Collected data:
━━━━━━━━━━

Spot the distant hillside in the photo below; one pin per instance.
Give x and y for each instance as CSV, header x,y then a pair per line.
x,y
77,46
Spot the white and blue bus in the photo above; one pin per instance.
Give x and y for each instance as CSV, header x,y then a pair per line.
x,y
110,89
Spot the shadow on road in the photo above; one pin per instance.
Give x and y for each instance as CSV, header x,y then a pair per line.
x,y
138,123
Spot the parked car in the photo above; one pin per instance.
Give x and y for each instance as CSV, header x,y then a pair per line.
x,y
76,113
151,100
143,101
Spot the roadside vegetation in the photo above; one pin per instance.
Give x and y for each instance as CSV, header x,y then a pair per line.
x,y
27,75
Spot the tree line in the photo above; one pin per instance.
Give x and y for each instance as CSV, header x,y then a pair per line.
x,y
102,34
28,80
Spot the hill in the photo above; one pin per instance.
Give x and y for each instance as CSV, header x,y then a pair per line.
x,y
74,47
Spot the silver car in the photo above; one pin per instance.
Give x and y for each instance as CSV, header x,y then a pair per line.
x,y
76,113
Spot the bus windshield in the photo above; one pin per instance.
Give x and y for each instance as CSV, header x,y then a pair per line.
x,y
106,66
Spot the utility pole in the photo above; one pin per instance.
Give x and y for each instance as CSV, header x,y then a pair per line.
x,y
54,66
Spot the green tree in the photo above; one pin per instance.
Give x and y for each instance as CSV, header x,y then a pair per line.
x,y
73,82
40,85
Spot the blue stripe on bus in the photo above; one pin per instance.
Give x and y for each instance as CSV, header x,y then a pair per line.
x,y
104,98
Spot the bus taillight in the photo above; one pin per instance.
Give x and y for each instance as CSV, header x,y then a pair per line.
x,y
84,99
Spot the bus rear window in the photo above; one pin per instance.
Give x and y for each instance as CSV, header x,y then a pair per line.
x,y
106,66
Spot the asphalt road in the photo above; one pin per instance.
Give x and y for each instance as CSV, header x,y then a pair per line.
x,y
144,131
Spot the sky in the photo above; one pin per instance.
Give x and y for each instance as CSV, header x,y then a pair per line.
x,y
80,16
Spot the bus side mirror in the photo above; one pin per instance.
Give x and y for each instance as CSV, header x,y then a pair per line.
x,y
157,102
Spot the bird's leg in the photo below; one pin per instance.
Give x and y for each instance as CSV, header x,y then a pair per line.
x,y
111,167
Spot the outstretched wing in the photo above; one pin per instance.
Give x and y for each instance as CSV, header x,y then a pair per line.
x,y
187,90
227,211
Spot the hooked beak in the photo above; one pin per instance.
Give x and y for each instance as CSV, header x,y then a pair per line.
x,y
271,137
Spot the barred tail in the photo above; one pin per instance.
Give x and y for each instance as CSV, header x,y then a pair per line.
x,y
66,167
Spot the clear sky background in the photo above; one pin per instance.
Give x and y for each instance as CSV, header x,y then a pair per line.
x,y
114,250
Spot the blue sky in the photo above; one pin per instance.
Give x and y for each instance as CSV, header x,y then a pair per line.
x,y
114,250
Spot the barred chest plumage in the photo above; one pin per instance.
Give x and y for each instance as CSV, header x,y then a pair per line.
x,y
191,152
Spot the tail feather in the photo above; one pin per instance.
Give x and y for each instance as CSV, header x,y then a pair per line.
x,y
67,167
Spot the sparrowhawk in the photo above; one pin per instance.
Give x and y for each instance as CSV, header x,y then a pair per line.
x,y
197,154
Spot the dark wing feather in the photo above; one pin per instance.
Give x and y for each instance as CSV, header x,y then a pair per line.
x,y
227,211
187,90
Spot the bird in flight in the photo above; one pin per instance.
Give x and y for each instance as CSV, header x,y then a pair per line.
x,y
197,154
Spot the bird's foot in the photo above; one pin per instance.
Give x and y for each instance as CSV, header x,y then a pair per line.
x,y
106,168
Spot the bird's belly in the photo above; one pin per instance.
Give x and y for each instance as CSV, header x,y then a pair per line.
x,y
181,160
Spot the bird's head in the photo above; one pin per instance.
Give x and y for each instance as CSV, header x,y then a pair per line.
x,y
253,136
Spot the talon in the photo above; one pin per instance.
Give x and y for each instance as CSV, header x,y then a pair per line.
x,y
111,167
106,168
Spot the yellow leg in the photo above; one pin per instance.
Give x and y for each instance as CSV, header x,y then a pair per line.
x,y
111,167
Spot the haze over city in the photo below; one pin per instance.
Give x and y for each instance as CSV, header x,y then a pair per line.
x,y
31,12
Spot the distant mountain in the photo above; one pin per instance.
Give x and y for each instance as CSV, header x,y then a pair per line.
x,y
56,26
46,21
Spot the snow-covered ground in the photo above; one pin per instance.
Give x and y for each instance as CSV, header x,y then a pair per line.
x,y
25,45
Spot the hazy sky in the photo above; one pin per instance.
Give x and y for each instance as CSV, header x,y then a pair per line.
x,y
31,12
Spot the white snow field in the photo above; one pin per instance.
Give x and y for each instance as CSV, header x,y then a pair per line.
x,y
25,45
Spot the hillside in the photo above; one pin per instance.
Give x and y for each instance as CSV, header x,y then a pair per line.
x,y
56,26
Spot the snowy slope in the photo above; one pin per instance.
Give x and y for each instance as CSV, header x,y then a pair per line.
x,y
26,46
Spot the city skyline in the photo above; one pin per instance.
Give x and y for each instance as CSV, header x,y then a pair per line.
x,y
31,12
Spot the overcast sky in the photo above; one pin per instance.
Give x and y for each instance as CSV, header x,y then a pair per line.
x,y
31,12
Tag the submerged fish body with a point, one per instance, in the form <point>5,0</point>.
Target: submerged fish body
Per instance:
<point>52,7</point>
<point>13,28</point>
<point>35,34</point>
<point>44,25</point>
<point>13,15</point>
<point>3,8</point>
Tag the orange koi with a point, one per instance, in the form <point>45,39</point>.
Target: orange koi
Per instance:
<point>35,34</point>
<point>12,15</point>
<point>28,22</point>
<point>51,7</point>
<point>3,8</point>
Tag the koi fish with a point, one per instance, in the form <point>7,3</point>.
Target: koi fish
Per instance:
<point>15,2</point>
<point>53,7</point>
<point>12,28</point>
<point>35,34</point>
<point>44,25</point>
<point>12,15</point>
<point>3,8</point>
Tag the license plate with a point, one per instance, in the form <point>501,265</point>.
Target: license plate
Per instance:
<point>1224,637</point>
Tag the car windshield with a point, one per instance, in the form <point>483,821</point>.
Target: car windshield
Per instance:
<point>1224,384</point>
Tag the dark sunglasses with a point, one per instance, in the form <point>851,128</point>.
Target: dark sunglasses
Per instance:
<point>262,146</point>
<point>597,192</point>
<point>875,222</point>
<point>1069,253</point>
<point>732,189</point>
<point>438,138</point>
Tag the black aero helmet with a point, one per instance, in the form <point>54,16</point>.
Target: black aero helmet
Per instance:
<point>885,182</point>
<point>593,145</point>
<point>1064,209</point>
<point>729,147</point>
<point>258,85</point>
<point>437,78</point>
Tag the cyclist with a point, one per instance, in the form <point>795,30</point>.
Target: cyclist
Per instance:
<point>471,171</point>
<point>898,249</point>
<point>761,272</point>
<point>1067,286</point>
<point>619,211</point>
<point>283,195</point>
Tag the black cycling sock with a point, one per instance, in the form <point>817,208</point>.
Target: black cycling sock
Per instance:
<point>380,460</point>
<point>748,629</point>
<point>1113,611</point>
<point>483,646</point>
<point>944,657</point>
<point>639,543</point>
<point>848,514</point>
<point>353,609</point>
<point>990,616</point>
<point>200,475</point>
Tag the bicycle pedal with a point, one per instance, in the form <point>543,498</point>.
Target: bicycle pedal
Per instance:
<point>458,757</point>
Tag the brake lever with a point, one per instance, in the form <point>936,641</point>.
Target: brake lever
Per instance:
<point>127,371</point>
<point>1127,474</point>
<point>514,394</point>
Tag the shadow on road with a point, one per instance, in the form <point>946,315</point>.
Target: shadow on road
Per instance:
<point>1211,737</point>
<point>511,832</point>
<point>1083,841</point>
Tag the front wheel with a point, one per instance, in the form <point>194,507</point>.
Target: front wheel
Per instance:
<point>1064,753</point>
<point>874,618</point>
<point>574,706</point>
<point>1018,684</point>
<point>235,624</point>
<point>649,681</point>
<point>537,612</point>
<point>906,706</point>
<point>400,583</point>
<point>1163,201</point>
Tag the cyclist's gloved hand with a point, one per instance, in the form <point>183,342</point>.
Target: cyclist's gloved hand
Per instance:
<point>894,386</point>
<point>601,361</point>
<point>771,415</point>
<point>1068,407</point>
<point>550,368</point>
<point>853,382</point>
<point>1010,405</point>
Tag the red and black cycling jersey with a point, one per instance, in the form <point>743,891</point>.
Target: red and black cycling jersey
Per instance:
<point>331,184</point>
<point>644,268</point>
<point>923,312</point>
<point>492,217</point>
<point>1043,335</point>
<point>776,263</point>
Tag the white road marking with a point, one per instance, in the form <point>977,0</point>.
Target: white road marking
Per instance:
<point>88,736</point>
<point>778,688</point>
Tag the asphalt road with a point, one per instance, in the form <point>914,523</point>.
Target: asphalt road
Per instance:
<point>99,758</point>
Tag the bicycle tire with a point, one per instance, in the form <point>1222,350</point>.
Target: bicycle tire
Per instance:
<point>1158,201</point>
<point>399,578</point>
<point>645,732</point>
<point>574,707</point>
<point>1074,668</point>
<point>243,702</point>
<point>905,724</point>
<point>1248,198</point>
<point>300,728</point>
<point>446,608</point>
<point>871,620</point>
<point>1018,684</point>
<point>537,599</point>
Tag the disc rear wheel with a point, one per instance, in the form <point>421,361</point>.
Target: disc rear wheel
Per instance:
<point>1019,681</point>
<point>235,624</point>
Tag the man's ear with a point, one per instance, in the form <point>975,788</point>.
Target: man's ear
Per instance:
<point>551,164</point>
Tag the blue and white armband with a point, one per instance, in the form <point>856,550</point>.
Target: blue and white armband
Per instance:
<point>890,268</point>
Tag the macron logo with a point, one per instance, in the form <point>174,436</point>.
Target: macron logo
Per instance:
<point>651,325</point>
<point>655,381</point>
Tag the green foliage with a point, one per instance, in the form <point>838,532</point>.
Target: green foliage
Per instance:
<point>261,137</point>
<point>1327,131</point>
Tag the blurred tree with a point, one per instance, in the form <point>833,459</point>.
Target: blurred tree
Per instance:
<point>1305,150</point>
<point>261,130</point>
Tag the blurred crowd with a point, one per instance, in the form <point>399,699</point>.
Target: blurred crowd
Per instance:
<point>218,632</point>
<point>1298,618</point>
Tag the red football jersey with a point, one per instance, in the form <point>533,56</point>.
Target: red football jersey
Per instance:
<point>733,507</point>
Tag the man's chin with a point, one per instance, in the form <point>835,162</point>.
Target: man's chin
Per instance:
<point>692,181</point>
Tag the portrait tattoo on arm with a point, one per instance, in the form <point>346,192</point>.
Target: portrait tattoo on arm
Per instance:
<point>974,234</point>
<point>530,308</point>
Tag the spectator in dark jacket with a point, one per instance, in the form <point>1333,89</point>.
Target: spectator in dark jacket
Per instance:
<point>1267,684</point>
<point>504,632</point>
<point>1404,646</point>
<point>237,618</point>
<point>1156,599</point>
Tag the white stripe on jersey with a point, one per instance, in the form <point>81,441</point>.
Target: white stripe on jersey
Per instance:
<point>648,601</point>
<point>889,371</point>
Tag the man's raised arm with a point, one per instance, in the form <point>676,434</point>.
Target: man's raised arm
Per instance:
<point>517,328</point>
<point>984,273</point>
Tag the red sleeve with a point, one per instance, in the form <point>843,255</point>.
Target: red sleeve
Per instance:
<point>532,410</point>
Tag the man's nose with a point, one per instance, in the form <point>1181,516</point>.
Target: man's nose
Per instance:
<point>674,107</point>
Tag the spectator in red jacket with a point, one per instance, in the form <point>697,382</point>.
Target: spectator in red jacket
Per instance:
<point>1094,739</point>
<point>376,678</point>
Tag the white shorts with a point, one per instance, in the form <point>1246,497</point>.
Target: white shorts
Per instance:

━━━━━━━━━━

Directions: Quote exactly the first line of the entries and every line after it, stopping with the line that contains "Spot the bus rear".

Exercise response:
Spot the distant hillside in the photo below; one pin per instance.
Give x and y for each instance as CSV, header x,y then a pair per line.
x,y
77,46
Spot the white and blue bus in the photo above; one pin per instance.
Give x and y for each instance as CSV, header x,y then a pair per line.
x,y
110,89
Spot the shadow on road in the photo above; one pin per instance.
Give x and y for each instance as CSV, header x,y then a pair per line.
x,y
138,123
Spot the parked car in the photo above; one pin per instance.
Give x and y for each instance as CSV, header x,y then a pair per line.
x,y
76,113
151,100
143,101
Spot the roadside vegetation in the photo above; one pin per instance.
Give x and y for each instance as CSV, header x,y then a pair per line.
x,y
27,75
Spot the tree line in the photo above; one pin per instance.
Give x and y for each instance as CSV, header x,y then a pair per line.
x,y
102,34
28,80
Spot the hill in the photo above; one pin per instance.
Give x and y for each instance as CSV, header x,y then a pair per line.
x,y
74,47
Spot the silver car in the photo above; one pin per instance.
Give x and y for each instance as CSV, header x,y then a pair per line.
x,y
76,113
Spot the bus windshield in the photo above; one pin per instance.
Give x and y for each instance as CSV, header x,y then a pair per line.
x,y
106,66
Spot the utility pole in the photo above; one pin per instance.
Give x and y for each instance as CSV, header x,y then a pair per line.
x,y
54,66
Spot the green tree in the photo above; one pin per instance.
Give x and y for each instance as CSV, header x,y then a pair per line.
x,y
73,82
40,85
Spot the blue stripe on bus in the photo above; one pin per instance.
Give x and y for each instance as CSV, header x,y then a pair per line.
x,y
104,98
Spot the bus taillight in the photo above; one pin per instance.
Give x and y for each instance as CSV, header x,y then a pair per line.
x,y
84,99
Spot the bus rear window in the photo above; one pin per instance.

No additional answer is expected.